» The request
Edit the material below so that every "masks recorded" becomes "polygons recorded", and leave everything else unchanged.

## start Source records

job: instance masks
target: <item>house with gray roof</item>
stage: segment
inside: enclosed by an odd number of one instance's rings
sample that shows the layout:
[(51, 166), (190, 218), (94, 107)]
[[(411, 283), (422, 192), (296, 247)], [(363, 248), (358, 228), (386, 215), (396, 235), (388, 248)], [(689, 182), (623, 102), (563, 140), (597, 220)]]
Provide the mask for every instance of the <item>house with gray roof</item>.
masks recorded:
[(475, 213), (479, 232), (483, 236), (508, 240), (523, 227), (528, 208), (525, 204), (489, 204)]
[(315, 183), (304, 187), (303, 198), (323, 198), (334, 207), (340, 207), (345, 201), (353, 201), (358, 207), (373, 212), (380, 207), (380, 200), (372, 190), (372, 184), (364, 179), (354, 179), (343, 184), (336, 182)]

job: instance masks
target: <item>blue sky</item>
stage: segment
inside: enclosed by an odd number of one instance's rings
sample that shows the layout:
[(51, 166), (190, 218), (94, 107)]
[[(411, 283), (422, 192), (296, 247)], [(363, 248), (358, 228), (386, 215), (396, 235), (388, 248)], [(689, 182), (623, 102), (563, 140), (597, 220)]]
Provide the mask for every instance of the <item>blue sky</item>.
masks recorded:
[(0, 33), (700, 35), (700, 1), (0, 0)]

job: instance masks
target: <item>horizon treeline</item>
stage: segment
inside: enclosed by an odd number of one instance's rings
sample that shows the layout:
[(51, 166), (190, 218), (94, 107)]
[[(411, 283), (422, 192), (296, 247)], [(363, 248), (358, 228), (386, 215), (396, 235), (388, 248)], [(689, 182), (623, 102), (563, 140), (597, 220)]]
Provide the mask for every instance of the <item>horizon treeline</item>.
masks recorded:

## end Source records

» Solution to the problem
job: instance masks
target: <item>house with gray roof</item>
stage: segment
inside: enclosed by an odd number of one instance's rings
sample that shows the layout:
[(51, 166), (190, 218), (94, 107)]
[[(411, 283), (422, 192), (296, 247)], [(363, 248), (358, 228), (386, 215), (396, 235), (388, 248)], [(689, 182), (623, 102), (563, 140), (597, 220)]]
Provide the mask for every instance of the <item>house with gray roof</item>.
polygons recorded:
[(475, 213), (479, 232), (483, 236), (508, 240), (523, 227), (528, 208), (525, 204), (489, 204)]
[(315, 183), (304, 187), (303, 198), (323, 198), (334, 207), (340, 207), (345, 201), (353, 201), (358, 207), (373, 212), (380, 207), (380, 200), (372, 190), (372, 184), (364, 179), (354, 179), (343, 184), (336, 182)]

job: instance masks
target: <item>blue sky</item>
stage: segment
inside: enclosed by an odd number of one instance's rings
sample that shows the layout:
[(51, 166), (190, 218), (94, 107)]
[[(411, 283), (422, 192), (296, 247)], [(363, 248), (358, 228), (386, 215), (396, 235), (388, 248)], [(689, 182), (623, 102), (563, 140), (597, 220)]]
Provide the mask for every instance of the <item>blue sky</item>.
polygons recorded:
[(0, 33), (700, 35), (700, 1), (0, 0)]

job: instance masks
target: <item>horizon treeline</item>
stage: segment
inside: enclosed by an odd number of one instance's rings
sample that shows the layout:
[(51, 166), (190, 218), (94, 107)]
[[(411, 283), (422, 192), (296, 247)], [(363, 248), (358, 228), (386, 215), (396, 235), (388, 248)], [(689, 182), (623, 102), (563, 140), (597, 220)]]
Provide the mask for every instance of the <item>horizon treeline</item>.
polygons recorded:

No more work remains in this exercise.